──────── Source data

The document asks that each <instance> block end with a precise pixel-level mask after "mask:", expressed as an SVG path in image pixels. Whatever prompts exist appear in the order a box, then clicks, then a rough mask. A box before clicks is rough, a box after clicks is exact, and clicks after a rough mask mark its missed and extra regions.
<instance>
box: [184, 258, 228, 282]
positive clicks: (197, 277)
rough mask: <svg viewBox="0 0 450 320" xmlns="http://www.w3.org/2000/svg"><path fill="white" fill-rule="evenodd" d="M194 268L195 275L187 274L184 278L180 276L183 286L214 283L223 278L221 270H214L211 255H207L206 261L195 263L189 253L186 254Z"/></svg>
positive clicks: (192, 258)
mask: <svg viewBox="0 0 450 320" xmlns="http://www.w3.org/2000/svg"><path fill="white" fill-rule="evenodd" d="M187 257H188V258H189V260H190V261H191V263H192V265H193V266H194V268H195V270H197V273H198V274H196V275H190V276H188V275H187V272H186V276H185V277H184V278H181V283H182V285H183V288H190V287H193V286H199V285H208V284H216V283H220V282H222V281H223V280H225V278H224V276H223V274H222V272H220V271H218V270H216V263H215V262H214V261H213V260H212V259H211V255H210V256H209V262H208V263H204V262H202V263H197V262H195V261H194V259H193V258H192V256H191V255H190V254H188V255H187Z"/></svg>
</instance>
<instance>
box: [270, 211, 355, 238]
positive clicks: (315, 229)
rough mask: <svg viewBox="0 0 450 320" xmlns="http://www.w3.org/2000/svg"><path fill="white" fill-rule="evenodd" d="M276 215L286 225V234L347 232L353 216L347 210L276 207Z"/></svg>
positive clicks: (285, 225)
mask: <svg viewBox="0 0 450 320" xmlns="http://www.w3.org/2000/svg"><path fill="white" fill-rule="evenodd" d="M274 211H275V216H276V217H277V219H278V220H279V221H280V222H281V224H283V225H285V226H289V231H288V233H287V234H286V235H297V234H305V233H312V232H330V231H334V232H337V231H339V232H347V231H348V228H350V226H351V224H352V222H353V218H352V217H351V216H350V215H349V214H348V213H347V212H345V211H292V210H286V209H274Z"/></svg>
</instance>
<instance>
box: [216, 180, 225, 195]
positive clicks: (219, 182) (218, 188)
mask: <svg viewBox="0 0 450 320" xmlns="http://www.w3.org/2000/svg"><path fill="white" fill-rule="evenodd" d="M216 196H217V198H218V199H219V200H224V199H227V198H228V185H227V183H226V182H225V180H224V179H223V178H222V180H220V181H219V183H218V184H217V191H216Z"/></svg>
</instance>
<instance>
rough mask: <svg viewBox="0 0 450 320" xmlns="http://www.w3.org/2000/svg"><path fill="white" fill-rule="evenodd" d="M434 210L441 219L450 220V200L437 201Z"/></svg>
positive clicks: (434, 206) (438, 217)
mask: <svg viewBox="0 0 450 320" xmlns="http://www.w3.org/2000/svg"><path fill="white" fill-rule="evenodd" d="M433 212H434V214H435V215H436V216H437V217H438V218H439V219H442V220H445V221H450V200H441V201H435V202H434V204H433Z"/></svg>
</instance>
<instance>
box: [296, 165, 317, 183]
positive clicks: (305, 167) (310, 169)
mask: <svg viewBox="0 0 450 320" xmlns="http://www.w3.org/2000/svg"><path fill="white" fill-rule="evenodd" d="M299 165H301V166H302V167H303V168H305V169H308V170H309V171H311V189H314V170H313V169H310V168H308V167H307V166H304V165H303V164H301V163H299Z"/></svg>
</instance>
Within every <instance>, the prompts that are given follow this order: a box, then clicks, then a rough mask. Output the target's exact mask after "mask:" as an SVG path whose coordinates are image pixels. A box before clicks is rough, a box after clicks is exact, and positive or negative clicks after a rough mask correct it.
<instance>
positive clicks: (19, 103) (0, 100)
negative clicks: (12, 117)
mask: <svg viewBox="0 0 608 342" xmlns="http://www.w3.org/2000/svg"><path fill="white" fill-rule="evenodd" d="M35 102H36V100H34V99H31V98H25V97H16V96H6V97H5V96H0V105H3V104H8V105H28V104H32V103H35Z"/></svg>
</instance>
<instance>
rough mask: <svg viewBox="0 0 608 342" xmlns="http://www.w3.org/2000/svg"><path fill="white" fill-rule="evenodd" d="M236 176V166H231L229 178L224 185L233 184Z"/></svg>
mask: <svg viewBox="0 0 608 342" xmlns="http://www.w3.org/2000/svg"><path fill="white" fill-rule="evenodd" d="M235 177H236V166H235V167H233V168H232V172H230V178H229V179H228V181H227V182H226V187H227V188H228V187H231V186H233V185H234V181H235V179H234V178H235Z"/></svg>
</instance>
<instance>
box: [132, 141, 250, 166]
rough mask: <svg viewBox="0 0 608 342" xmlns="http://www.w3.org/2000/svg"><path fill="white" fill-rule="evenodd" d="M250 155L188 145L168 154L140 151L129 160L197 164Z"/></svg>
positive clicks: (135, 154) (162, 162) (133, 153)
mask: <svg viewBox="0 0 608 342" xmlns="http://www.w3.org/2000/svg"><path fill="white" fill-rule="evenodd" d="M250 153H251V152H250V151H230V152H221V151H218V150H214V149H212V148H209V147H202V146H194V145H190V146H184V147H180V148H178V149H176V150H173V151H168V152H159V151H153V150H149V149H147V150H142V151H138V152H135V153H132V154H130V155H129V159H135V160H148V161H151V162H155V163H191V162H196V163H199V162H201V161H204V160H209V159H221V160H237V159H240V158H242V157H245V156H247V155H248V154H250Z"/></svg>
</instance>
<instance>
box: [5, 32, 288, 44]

────────────────

The task ▸ Repeat every record above precisely.

Solution to this exercise ▸
The document asks that each <instance> block end with a precise pixel-level mask after "mask:", expressed as an SVG path in image pixels. Whatever prompts exist appear in the order a box, then clicks, then a rough mask. A box before clicks is rough, a box after clicks is exact, and clicks after a rough mask mark its missed and extra regions.
<instance>
box: [184, 258, 228, 282]
positive clicks: (197, 277)
rough mask: <svg viewBox="0 0 450 320" xmlns="http://www.w3.org/2000/svg"><path fill="white" fill-rule="evenodd" d="M194 268L195 275L187 274L184 278L180 276L183 286L214 283L223 278L221 270H214L211 255H207L206 261L195 263L189 253L186 254Z"/></svg>
positive clicks: (192, 258)
mask: <svg viewBox="0 0 450 320" xmlns="http://www.w3.org/2000/svg"><path fill="white" fill-rule="evenodd" d="M187 257H188V258H189V260H190V261H191V263H192V265H193V266H194V268H195V270H197V273H198V274H196V275H190V276H188V275H187V272H186V276H185V277H184V278H181V283H182V285H183V288H190V287H193V286H199V285H208V284H216V283H220V282H222V281H223V280H225V278H224V276H223V274H222V272H220V271H218V270H216V263H215V262H214V261H213V260H212V259H211V255H210V256H209V262H208V263H204V262H202V263H197V262H195V261H194V259H193V258H192V256H191V255H190V254H188V255H187Z"/></svg>
</instance>
<instance>
box: [270, 211, 355, 238]
positive clicks: (315, 229)
rough mask: <svg viewBox="0 0 450 320" xmlns="http://www.w3.org/2000/svg"><path fill="white" fill-rule="evenodd" d="M276 215L286 225V234L347 232L353 216L347 210L276 207Z"/></svg>
positive clicks: (285, 225)
mask: <svg viewBox="0 0 450 320" xmlns="http://www.w3.org/2000/svg"><path fill="white" fill-rule="evenodd" d="M274 211H275V216H276V217H277V219H278V220H279V221H280V222H281V224H283V225H285V226H289V231H288V233H287V234H286V235H297V234H305V233H312V232H330V231H334V232H337V231H339V232H347V231H348V228H350V226H351V224H352V222H353V218H352V217H351V216H350V215H349V214H348V213H347V212H345V211H292V210H286V209H274Z"/></svg>
</instance>
<instance>
box: [216, 180, 225, 195]
positive clicks: (219, 182) (218, 188)
mask: <svg viewBox="0 0 450 320" xmlns="http://www.w3.org/2000/svg"><path fill="white" fill-rule="evenodd" d="M216 196H217V198H218V199H219V200H224V199H227V198H228V185H227V183H226V182H225V180H224V179H223V178H222V180H220V181H219V183H218V184H217V191H216Z"/></svg>
</instance>
<instance>
rough mask: <svg viewBox="0 0 450 320" xmlns="http://www.w3.org/2000/svg"><path fill="white" fill-rule="evenodd" d="M434 210L441 219L450 220V200L437 201Z"/></svg>
positive clicks: (434, 206) (438, 217)
mask: <svg viewBox="0 0 450 320" xmlns="http://www.w3.org/2000/svg"><path fill="white" fill-rule="evenodd" d="M433 212H434V214H435V215H436V216H437V217H438V218H439V219H442V220H445V221H450V200H441V201H435V202H434V204H433Z"/></svg>
</instance>
<instance>
box: [296, 165, 317, 183]
positive clicks: (305, 167) (310, 169)
mask: <svg viewBox="0 0 450 320" xmlns="http://www.w3.org/2000/svg"><path fill="white" fill-rule="evenodd" d="M299 165H301V166H302V167H303V168H305V169H308V170H309V171H311V189H314V170H313V169H310V168H308V167H307V166H304V165H303V164H301V163H299Z"/></svg>
</instance>
Within every <instance>, the prompts that are given follow this order: a box, then clicks, then a rough mask. Output the target's exact mask after "mask:" as an SVG path whose coordinates are image pixels. A box before clicks is rough, a box after clicks is exact, and positive or negative clicks after a rough mask correct it.
<instance>
positive clicks: (19, 103) (0, 100)
negative clicks: (12, 117)
mask: <svg viewBox="0 0 608 342" xmlns="http://www.w3.org/2000/svg"><path fill="white" fill-rule="evenodd" d="M35 102H36V100H34V99H31V98H25V97H16V96H6V97H5V96H0V105H3V104H8V105H28V104H32V103H35Z"/></svg>
</instance>
<instance>
rough mask: <svg viewBox="0 0 608 342" xmlns="http://www.w3.org/2000/svg"><path fill="white" fill-rule="evenodd" d="M236 176V166H231L229 178L224 185L233 184Z"/></svg>
mask: <svg viewBox="0 0 608 342" xmlns="http://www.w3.org/2000/svg"><path fill="white" fill-rule="evenodd" d="M235 177H236V166H235V167H233V168H232V172H230V178H229V179H228V181H227V182H226V187H227V188H228V187H231V186H233V185H234V181H235V179H234V178H235Z"/></svg>
</instance>
<instance>
box: [132, 141, 250, 166]
rough mask: <svg viewBox="0 0 608 342" xmlns="http://www.w3.org/2000/svg"><path fill="white" fill-rule="evenodd" d="M250 155L188 145L168 154L140 151L129 160L197 164Z"/></svg>
positive clicks: (135, 154) (162, 162) (133, 153)
mask: <svg viewBox="0 0 608 342" xmlns="http://www.w3.org/2000/svg"><path fill="white" fill-rule="evenodd" d="M250 153H251V152H250V151H230V152H221V151H218V150H214V149H212V148H209V147H202V146H194V145H190V146H184V147H180V148H178V149H176V150H173V151H168V152H159V151H153V150H149V149H147V150H142V151H138V152H135V153H132V154H130V155H129V159H135V160H148V161H151V162H155V163H191V162H196V163H199V162H201V161H204V160H209V159H221V160H237V159H240V158H242V157H245V156H247V155H248V154H250Z"/></svg>
</instance>
<instance>
box: [5, 32, 288, 44]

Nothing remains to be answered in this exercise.